» **SHORT TASK**: Repeat exactly each line of the data provided below.

--- start DATA PROVIDED ---

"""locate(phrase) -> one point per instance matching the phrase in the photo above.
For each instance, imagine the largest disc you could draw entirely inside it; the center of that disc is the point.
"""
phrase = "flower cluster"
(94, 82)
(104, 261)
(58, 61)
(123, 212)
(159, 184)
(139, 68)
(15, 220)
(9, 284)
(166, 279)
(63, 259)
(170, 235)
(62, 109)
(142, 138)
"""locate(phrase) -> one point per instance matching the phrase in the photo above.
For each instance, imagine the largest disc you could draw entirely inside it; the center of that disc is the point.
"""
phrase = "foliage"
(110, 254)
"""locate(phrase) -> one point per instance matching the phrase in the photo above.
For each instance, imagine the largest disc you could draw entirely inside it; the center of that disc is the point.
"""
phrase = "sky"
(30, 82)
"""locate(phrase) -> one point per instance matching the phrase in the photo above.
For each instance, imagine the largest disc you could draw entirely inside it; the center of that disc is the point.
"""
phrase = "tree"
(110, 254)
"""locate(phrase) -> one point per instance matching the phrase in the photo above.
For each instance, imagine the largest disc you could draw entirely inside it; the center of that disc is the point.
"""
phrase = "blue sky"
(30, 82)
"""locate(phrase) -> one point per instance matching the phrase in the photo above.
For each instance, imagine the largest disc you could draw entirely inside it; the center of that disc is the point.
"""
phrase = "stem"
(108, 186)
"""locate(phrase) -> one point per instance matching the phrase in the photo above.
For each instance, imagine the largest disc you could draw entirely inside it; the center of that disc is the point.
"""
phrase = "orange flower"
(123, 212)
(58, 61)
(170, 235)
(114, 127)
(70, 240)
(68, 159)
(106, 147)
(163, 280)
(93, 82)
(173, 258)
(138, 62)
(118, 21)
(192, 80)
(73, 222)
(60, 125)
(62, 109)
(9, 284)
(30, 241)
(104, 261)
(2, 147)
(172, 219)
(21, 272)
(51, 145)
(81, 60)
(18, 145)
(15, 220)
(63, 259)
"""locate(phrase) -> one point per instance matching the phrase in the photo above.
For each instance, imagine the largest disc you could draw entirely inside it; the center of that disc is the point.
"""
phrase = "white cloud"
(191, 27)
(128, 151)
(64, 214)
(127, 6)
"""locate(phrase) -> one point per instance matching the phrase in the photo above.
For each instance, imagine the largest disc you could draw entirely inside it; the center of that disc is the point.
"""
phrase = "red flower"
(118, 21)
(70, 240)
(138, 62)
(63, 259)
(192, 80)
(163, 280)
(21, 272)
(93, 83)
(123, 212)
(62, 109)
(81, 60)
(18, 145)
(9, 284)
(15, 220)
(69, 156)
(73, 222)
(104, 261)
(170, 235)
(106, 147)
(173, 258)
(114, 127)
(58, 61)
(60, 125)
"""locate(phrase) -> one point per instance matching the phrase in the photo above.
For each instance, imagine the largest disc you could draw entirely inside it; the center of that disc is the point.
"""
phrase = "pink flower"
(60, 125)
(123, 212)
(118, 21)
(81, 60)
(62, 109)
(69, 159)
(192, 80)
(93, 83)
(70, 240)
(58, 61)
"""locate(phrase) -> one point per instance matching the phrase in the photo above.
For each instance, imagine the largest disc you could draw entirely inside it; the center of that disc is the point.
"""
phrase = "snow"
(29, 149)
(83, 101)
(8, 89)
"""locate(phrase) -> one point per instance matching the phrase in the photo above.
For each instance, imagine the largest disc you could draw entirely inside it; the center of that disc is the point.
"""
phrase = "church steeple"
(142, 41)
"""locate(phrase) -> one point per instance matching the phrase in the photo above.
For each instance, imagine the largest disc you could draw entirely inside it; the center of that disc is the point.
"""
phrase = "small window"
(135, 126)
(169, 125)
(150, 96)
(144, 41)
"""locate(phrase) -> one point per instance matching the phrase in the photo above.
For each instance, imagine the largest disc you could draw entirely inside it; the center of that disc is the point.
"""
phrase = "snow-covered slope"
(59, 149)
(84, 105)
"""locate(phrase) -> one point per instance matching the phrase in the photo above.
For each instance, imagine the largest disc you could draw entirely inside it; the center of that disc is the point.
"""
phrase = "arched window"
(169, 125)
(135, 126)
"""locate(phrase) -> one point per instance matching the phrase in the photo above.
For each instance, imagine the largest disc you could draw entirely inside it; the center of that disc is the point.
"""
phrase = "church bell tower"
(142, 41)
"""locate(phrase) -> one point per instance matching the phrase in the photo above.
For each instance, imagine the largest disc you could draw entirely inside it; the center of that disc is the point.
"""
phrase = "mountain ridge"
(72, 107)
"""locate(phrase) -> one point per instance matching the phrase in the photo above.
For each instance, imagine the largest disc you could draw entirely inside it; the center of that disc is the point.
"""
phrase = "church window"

--- end DATA PROVIDED ---

» **WORKED SOLUTION**:
"""locate(phrase) -> one point per instance matching the phrase in the photo above.
For each instance, imagine the largest disc you could draw entirely inside it; the center of that disc is the point.
"""
phrase = "flower cluster"
(94, 82)
(104, 261)
(58, 61)
(123, 212)
(159, 184)
(139, 68)
(15, 220)
(9, 284)
(166, 279)
(63, 259)
(170, 235)
(62, 109)
(142, 138)
"""locate(phrase) -> one point per instance matching the phrase in the photo above.
For each instance, imagine the largest disc you could draw entirely inside it; the center of that disc is the point.
"""
phrase = "foliage"
(110, 254)
"""locate(phrase) -> one point per instance matching the phrase in the photo above.
For each instance, imagine the largest disc you could draw entirely inside it; the center of that disc is the point.
"""
phrase = "sky"
(30, 82)
"""locate(phrase) -> one point per instance matching the phrase in the photo above.
For each instance, imagine the largest disc you could draw entirely inside it; the center of that disc is the point.
"""
phrase = "tree"
(110, 254)
"""locate(phrase) -> one point per instance matching the phrase in the photo above.
For each instance, imagine the largest disc you could draw entirely inside it; the center of that disc is the point.
"""
phrase = "blue sky"
(30, 82)
"""locate(phrase) -> one point per instance matching the phrase in the photo above.
For each instance, imagine the largest disc you could draw entirely inside it; the center of that disc is the point.
"""
phrase = "stem"
(108, 186)
"""locate(phrase) -> one point per instance matching the phrase in the photo above.
For each instance, imagine the largest disc you could draw entirely inside it; the center of that disc is the point.
"""
phrase = "orange flower"
(123, 212)
(58, 61)
(170, 235)
(114, 127)
(70, 240)
(68, 159)
(106, 147)
(163, 280)
(93, 82)
(173, 258)
(138, 62)
(118, 21)
(192, 80)
(73, 222)
(60, 125)
(62, 109)
(9, 284)
(30, 241)
(104, 261)
(2, 147)
(172, 219)
(21, 272)
(51, 145)
(81, 60)
(18, 145)
(15, 220)
(63, 259)
"""locate(phrase) -> one point per instance matching the phrase in the photo above.
For each instance, imagine the largest disc you could draw entirely inside it; the center of that disc is the point.
"""
phrase = "white cloud"
(191, 27)
(128, 151)
(64, 214)
(127, 6)
"""locate(phrase) -> one point per instance matching the phrase in the photo above.
For each instance, imagine the largest disc you could draw entirely inside it; the center of that disc is the point.
"""
phrase = "red flower"
(118, 21)
(70, 240)
(138, 62)
(63, 259)
(192, 80)
(163, 280)
(21, 272)
(93, 83)
(123, 212)
(62, 109)
(81, 60)
(18, 145)
(9, 284)
(15, 220)
(69, 156)
(73, 222)
(104, 261)
(170, 235)
(106, 147)
(173, 258)
(114, 127)
(58, 61)
(60, 125)
"""locate(phrase) -> one point per instance matching the phrase in the photo above.
For each instance, imagine the largest disc you could draw entirely inside it; the center of that disc is the point.
"""
phrase = "pink flower"
(60, 125)
(123, 212)
(118, 21)
(81, 60)
(62, 109)
(69, 159)
(192, 80)
(93, 83)
(70, 240)
(58, 61)
"""locate(phrase) -> one point per instance matching the phrase in the photo above.
For each instance, imagine the largest disc you could draw entirely inside it; the center of that disc is the point.
"""
phrase = "snow"
(29, 149)
(83, 101)
(8, 89)
"""locate(phrase) -> one point per instance matching the phrase in the photo above.
For each instance, imagine the largest disc you could draw entirely inside it; the center of that disc is the point.
"""
phrase = "church steeple"
(142, 41)
"""locate(phrase) -> one point per instance matching the phrase in the photo above.
For each instance, imagine the largest disc you could draw entirely inside it; the center of that disc is the point.
"""
phrase = "small window"
(135, 126)
(169, 125)
(150, 96)
(144, 41)
"""locate(phrase) -> one point per instance matching the phrase in the photo above.
For each instance, imagine the largest disc you could draw entirely inside it; the center of that disc is the point.
"""
phrase = "snow-covered slope"
(59, 149)
(84, 105)
"""locate(phrase) -> one point per instance matching the phrase in the photo above.
For each instance, imagine the largest disc you could draw entirely inside it; the center of that disc is the point.
"""
phrase = "arched window"
(169, 125)
(135, 126)
"""locate(phrase) -> one point per instance matching the phrase in the photo above.
For each instance, imagine the largest disc you could draw entirely inside it; the center of that disc is the point.
"""
phrase = "church bell tower"
(142, 41)
"""locate(phrase) -> one point per instance matching the phrase in the photo above.
For each instance, imagine the largest disc you could draw entirely inside it; the center of that disc is the point.
"""
phrase = "mountain ridge"
(72, 107)
"""locate(phrase) -> one point per instance matching the phrase in the photo above.
For each instance, imagine the largest disc you could draw entirely inside it; the center of that disc is the point.
"""
phrase = "church window"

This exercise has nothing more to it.